OBJETIVO PLANTEADO A
Responde estas preguntas sobre el hilo acerca de la palabra bozo:
(i) ¿Cómo califica cbrena la palabra "bozo"?
(ii) ¿Con qué obra esboza magistralmente Leonardo Da Vinci, según Xiscomx?
(iii) En el resumen final, ¿qué significa la acepción 5 de "Bozal"?

Lord Darktower said:


> ¿Pero no quedamos en que las señoras no tienen bozo, aunque sea por consideración?



No es mi opinión. Las mujeres pueden tener bozo o se les puede insultar con que tienen bozo o se puede suavizar cuando tienen bigote de coronel de la Benemérita diciendo que tienen un "ligero bozo". 

*[...]*


----------



## Xiscomx

Lord Darktower said:


> No. Cuando esbozamos una sonrisa, como cualquier otro gesto, lo que hacemos es perfilarlo, sugerirlo. Nada que ver con el labio superior. Adiós Xiscomx. Adiós.



Difícil resultará no utilizar los labios a quién pretenda esbozar una sonrisa.

Hasta siempre Lord Darktower. Hasta siempre.


----------



## cbrena

*[...]*

En cuanto a bozo, palabra en completo desuso para mí.


----------



## Marie3933

Xiscomx said:


> Entonces, ¿qué hacemos cuando esbozamos una sonrisa?
> ¿Acaso no la hacemos estirando el labio superior?


Y ¿qué estiras cuando esbozas un cuadro o un dibujo?


----------



## Nipnip

Lord Darktower said:


> ¿Pero no quedamos en que las señoras no tienen bozo, aunque sea por consideración?
> *[...]*


Pues quedamos en que sí lo tienen, ya han mostrado fuentes en donde así lo nombran, y aunque tuviera otro nombre, de que algunas mujeres lo tienen, lo tienen. Si tú no le llamas bozo ni bigote, ¿entonces cómo lo nombras?


----------



## Xiscomx

Marie3933 said:


> Y ¿qué estiras cuando esbozas un cuadro o un dibujo?



Nuestro antepasado Leonardo Da Vinci lo esboza magistralmente con su Monna Lisa.


----------



## Xiscomx

*[...] Nota de moderación: *se han suprimido comentarios _ad hominem_ que desvían el tema del hilo.
*
Resumiendo:*

*Hilo #1 y 6. Bozo.-*
*1.* m. Vello que apunta a los jóvenes sobre el labio superior antes de nacer la barba.
*2.* m. Parte exterior de la boca.
*3.* m. Cabestro o cuerda que se echa a las caballerías sobre la boca, y dando un nudo por debajo de ella, forma un cabezón con solo un cabo o rienda.
*Hilo #7. Bozal.-*
*5.* m. Dispositivo que se pone a ciertos animales, preferentemente a los perros, en el hocico para que no muerdan.
*8.* m. Adorno con campanillas o cascabeles, que se pone a los caballos en el bozo.
*Hilo #7 y 9. Embozo.-*
*1.* m. Doblez de la sábana de la cama por la parte que toca al rostro.

Entradas de señalamiento de objetos etiquetados
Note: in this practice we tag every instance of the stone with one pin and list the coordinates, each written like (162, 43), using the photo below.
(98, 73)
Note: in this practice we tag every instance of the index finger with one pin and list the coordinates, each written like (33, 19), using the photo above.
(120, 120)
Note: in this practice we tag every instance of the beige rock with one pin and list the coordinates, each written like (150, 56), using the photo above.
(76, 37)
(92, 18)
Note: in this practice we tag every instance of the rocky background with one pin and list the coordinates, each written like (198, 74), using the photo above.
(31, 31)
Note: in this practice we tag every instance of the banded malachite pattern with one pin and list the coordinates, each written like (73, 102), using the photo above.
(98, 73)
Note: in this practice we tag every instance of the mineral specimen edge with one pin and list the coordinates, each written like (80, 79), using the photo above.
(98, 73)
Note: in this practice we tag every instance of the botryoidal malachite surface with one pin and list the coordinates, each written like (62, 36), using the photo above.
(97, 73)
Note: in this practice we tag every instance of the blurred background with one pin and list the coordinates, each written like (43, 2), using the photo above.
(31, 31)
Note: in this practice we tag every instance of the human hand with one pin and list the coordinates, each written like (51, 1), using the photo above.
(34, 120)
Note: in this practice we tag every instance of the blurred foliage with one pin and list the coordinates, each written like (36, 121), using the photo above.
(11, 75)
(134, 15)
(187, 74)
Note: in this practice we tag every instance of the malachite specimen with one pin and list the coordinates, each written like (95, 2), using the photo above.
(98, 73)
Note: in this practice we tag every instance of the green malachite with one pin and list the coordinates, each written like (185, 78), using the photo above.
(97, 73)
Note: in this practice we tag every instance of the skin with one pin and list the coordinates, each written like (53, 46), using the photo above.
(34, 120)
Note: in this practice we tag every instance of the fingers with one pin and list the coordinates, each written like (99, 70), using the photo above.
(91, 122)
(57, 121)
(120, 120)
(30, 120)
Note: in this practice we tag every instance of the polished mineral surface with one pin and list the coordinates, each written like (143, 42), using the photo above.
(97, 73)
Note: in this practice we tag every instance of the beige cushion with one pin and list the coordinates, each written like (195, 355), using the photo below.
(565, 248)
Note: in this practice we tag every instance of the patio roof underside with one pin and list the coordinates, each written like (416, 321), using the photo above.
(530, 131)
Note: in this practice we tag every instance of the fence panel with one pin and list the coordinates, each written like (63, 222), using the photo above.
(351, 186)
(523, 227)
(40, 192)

OBJETIVO PLANTEADO B
Convierte en una lista numerada todo el listado desde la línea que contiene "Note: in this practice we tag every instance of the green" hasta el final del listado, con ambos extremos incluidos. Deja fuera las líneas en blanco.

RESPUESTA DESARROLLADA A
(i) Para cbrena es una palabra en completo desuso.
(ii) Con su Monna Lisa.
(iii) Es un dispositivo que se pone a ciertos animales, preferentemente a los perros, en el hocico para que no muerdan.

RESPUESTA DESARROLLADA B
1. Note: in this practice we tag every instance of the green malachite with one pin and list the coordinates, each written like (185, 78), using the photo above.
2. (97, 73)
3. Note: in this practice we tag every instance of the skin with one pin and list the coordinates, each written like (53, 46), using the photo above.
4. (34, 120)
5. Note: in this practice we tag every instance of the fingers with one pin and list the coordinates, each written like (99, 70), using the photo above.
6. (91, 122)
7. (57, 121)
8. (120, 120)
9. (30, 120)
10. Note: in this practice we tag every instance of the polished mineral surface with one pin and list the coordinates, each written like (143, 42), using the photo above.
11. (97, 73)
12. Note: in this practice we tag every instance of the beige cushion with one pin and list the coordinates, each written like (195, 355), using the photo below.
13. (565, 248)
14. Note: in this practice we tag every instance of the patio roof underside with one pin and list the coordinates, each written like (416, 321), using the photo above.
15. (530, 131)
16. Note: in this practice we tag every instance of the fence panel with one pin and list the coordinates, each written like (63, 222), using the photo above.
17. (351, 186)
18. (523, 227)
19. (40, 192)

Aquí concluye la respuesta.